* Given text
§ §

In certain embodiments, the system 100 includes a pumping device 112 structured to create a fracture 108 in the formation of interest 104 with the first treatment fluid. The system 100 in certain embodiments further includes peripheral devices such as a blender 114, a particulates hauler 116, fluid storage tank(s) 118, and other devices understood in the art. In certain embodiments, the carrier fluid may be stored in the fluid storage tank 118, or may be a fluid created by mixing additives with a base fluid in the fluid storage tank 118 to create the carrier fluid. The particulates may be added from a conveyor 120 at the blender 114, may be added by the blender 114, and/or may be added by other devices (not shown). In certain embodiments, one or more sizes of particulates may be pre-mixed into the particulate blend 111. For example, if the second treatment fluid includes a first amount, second amount, and third amount of particulates, a particulate blend 111 may be premixed and include the first amount, second amount, and third amount of particulates. In certain embodiments, one or more particulate sizes may be added at the blender 114 or other device. For example, if the second treatment fluid includes a first amount, second amount, and third amount of particulates, a particulate blend 111 may be premixed and include the first amount and second amount of particulates, with the third amount of particulates added at the blender 114.


In certain embodiments, the first or second treatment fluid includes a degradable material. In certain embodiments for the second treatment fluid, the degradable material is making up at least part of the second amount of particulates. For example, the second amount of particulates may be completely made from degradable material, and after the fracture treatment the second amount of particulates degrades and flows from the fracture 108 in a fluid phase. In another example, the second amount of particulates includes a portion that is degradable material, and after the fracture treatment the degradable material degrades and the particles break up into particles small enough to flow from the fracture 108. In certain embodiments, the second amount of particulates exits the fracture by dissolution into a fluid phase or by dissolution into small particles and flowing out of the fracture.


In certain embodiments, the degradable material includes at least one of a lactide, a glycolide, an aliphatic polyester, a poly (lactide), a poly (glycolide), a poly (ε-caprolactone), a poly (orthoester), a poly (hydroxybutyrate), an aliphatic polycarbonate, a poly (phosphazene), and a poly (anhydride). In certain embodiments, the degradable material includes at least one of a poly (saccharide), dextran, cellulose, chitin, chitosan, a protein, a poly (amino acid), a poly (ethylene oxide), and a copolymer including poly (lactic acid) and poly (glycolic acid). In certain embodiments, the degradable material includes a copolymer including a first moiety which includes at least one functional group from a hydroxyl group, a carboxylic acid group, and a hydrocarboxylic acid group, the copolymer further including a second moiety comprising at least one of glycolic acid and lactic acid.

§ §

* What is required
Pick up the fracture-treatment passage after its final sentence and keep writing it.

§ §

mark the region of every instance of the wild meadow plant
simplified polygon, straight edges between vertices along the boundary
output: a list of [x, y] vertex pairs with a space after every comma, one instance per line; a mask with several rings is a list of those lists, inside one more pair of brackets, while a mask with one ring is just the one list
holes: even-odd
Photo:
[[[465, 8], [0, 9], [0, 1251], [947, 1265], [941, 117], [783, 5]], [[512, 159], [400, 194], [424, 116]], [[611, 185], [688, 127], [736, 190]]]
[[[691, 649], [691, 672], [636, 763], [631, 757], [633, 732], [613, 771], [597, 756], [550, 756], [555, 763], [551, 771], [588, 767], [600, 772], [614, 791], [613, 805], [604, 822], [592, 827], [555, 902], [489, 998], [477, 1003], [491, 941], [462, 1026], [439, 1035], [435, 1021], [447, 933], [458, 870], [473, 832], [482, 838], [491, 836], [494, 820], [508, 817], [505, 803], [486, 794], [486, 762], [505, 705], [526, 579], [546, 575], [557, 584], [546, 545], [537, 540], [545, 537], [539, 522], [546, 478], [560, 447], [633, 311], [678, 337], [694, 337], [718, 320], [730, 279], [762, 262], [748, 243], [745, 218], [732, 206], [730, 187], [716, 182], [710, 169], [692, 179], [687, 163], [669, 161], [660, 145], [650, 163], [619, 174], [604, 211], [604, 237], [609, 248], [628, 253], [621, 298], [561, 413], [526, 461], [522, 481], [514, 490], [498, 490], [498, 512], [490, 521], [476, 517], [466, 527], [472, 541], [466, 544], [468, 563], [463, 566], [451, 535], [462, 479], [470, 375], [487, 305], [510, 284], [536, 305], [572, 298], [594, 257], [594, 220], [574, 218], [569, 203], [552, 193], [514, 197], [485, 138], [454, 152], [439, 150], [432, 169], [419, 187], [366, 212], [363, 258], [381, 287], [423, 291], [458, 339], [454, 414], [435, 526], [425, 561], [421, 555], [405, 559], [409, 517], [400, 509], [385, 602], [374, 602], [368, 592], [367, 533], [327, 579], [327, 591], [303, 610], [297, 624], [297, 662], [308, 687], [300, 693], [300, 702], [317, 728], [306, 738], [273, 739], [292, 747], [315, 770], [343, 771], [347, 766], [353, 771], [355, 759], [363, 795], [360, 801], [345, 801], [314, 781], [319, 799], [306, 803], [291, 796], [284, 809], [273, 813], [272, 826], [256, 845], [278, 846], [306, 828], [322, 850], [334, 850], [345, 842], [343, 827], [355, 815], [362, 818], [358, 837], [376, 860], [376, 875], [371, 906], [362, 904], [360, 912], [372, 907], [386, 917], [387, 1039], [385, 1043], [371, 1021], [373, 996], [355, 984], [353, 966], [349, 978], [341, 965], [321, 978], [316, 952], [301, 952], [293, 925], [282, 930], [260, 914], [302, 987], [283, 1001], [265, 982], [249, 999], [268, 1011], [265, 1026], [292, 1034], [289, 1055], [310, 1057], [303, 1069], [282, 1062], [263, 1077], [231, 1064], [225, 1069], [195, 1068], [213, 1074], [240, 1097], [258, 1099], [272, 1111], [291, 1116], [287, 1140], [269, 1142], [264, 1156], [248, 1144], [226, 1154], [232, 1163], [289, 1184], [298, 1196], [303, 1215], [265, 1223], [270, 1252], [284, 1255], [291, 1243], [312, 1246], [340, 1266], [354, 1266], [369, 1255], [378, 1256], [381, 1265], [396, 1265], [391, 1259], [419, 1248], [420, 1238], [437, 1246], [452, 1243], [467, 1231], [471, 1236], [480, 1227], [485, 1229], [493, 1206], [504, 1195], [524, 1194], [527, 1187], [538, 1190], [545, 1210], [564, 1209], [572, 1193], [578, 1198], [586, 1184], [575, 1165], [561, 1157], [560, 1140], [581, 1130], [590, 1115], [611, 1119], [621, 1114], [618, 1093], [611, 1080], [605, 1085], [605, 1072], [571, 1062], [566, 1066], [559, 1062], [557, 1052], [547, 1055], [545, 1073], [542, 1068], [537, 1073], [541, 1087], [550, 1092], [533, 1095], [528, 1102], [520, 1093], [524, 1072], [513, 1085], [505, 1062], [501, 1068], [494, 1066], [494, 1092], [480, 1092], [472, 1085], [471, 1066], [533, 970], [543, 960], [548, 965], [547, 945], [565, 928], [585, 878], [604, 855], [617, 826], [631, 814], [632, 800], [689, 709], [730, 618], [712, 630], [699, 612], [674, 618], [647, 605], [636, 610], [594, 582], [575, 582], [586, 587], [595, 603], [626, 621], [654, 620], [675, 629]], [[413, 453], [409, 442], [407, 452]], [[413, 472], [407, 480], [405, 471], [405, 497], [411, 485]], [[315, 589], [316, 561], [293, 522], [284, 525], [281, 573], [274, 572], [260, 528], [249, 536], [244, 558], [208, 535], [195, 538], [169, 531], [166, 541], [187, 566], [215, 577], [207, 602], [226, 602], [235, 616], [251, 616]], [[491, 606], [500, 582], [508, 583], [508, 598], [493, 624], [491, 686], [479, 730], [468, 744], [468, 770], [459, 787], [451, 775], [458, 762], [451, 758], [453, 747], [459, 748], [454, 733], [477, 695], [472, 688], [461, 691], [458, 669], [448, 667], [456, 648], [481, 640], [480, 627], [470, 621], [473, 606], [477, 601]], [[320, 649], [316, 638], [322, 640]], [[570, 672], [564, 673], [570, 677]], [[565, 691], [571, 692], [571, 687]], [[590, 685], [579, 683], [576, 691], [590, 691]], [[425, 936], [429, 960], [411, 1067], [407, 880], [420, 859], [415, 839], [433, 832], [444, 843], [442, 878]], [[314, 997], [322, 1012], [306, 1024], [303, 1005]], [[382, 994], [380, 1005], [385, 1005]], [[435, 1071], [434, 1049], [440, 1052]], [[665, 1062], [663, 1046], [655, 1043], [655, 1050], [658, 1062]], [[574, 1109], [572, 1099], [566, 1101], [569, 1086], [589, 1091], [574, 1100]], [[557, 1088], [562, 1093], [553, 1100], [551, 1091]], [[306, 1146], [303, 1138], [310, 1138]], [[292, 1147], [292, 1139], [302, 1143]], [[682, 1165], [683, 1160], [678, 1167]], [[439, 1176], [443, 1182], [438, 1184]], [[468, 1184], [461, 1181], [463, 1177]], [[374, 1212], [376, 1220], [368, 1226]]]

§ §

* Written response
In some embodiments, the first or second treatment fluid may optionally further comprise additional additives, including, but not limited to, acids, fluid loss control additives, gas, corrosion inhibitors, scale inhibitors, catalysts, clay control agents, biocides, friction reducers, combinations thereof and the like. For example, in some embodiments, it may be desired to foam the first or second treatment fluid using a gas, such as air, nitrogen, or carbon dioxide. In one certain embodiment, the second treatment fluid may contain a particulate additive, such as a particulate scale inhibitor.



FIG. 3 shows a comparison of the fluid leakoff properties of a conventional crosslinked fluid and of the second treatment fluid. Note that the two experiments were done on two different permeability cores. If test for crosslinked fluid were also performed on 1000 mD core, leakoff control will never be built, i.e. the fluid (1000 mL) in the fluid loss cell will be lost within minutes. This leakoff control enables the second treatment fluid (noted fluid 2) to be used in formation with high permeability, with natural fracture or with pre-exist fracture.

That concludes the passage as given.